#todayilearned: Isolate your Development Environment
Today I wanted to share with you the hardest bug that I have encountered yet at work. It's a great argument for why language-specific "virtual environments" don't really work well in practice, especially if there's a mismatch between its intended use cases and yours, and why you should strictly isolate your development environment from your build environment even while compiling locally.
I use conda
for my development environment.
conda
is very helpful in terms of isolating and deploying your source code
only into production, but as it turns out, it can fail pretty hard in terms
of making sure the rest of your development environment remains free of any side
effects it generates.
Sometimes, I need to compile on-premise distributions of my ETL tool in order to verify its functional integrity from my development laptop. This custom-built compilation process, while it manages itself quite well, doesn't really check for side effects because it assumes it is compiling in our CI/CD pipelines.
You might see where this is going.
So there's this dependency called freetds
,
which enables your Unix-based operating system to talk to Windows-based database
products like Microsoft SQL Server. This is important if you want your ETL tool
to talk to SQL Server and ingest data from it. This dependency in turn requires
a dependency on openssl
, which is an
open-source implementation of the TLS/SSL encryption protocol. We keep the copy
of openssl
we compile with in a special location, and the compilation process
fetches that copy of openssl
.

Records from a collection:
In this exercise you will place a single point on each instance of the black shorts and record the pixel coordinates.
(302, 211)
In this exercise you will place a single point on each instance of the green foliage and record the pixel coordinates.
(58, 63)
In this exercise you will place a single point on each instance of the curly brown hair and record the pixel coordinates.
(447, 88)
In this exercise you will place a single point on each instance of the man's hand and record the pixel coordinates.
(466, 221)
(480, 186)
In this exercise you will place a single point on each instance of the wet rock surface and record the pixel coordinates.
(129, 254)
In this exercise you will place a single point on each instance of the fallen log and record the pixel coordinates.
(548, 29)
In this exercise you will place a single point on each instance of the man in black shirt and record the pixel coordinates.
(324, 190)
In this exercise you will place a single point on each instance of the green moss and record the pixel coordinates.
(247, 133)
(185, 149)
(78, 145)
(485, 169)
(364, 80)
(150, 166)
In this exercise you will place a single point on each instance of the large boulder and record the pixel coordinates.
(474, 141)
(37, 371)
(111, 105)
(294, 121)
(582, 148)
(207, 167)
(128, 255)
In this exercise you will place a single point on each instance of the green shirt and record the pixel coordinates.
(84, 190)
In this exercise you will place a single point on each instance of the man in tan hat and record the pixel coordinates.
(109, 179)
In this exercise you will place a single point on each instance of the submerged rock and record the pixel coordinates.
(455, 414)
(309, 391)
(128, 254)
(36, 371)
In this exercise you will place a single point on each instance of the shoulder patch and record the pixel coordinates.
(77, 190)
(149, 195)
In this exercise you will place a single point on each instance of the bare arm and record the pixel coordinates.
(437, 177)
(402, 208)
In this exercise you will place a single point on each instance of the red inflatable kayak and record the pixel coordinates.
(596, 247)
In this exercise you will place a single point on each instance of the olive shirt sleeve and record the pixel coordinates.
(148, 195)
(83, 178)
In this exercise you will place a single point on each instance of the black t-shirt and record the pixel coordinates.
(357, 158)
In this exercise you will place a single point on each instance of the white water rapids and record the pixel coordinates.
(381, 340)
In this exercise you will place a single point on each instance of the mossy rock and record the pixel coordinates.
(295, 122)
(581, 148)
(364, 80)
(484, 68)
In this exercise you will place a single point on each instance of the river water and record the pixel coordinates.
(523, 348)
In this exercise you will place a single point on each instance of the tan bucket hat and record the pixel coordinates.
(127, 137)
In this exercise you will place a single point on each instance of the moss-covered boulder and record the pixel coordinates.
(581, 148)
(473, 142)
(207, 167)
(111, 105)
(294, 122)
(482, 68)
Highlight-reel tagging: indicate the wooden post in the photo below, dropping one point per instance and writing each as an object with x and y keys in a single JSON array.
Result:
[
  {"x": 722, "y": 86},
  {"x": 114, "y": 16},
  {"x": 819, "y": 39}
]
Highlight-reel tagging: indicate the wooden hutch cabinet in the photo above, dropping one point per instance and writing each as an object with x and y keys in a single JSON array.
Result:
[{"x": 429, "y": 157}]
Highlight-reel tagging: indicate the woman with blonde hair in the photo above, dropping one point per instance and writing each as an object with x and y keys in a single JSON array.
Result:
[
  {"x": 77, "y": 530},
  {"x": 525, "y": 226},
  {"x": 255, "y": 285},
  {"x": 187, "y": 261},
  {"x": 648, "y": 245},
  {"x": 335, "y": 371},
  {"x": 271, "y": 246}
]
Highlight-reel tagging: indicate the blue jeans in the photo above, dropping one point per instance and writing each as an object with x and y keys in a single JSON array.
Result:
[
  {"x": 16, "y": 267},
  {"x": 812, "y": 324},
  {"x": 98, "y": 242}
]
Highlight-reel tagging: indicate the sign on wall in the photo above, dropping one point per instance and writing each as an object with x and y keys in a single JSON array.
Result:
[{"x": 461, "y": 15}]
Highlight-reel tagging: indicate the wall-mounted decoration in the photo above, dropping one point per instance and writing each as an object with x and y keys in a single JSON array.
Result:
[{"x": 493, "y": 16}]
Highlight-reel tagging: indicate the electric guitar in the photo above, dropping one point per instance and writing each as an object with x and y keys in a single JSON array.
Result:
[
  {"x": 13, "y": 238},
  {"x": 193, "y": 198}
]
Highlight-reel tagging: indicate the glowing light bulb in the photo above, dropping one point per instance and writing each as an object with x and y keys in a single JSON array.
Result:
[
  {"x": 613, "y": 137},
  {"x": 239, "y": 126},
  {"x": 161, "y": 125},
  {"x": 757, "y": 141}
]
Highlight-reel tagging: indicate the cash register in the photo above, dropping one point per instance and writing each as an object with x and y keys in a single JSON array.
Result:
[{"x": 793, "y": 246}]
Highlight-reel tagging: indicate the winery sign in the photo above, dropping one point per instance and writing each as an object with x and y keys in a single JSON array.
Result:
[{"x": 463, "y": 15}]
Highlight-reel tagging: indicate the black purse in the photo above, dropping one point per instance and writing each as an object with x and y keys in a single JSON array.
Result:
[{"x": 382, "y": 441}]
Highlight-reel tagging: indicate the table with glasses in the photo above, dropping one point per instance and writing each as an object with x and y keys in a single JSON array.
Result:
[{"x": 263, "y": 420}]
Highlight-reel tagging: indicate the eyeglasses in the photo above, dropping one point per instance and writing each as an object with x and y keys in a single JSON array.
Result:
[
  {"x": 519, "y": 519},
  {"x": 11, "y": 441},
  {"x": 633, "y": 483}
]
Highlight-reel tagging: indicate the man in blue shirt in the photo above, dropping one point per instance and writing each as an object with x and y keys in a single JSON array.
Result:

PARTS OF THE EXERCISE —
a) List every piece of software that the post on isolating a development environment mentions by name.
b) According to the post on isolating a development environment, why doesn't the custom-built compilation process check for side effects?

ANSWER LIST —
a) conda, freetds, Microsoft SQL Server, openssl

b) The process assumes it is compiling in the team's CI/CD pipelines. It does not expect to run on a development laptop.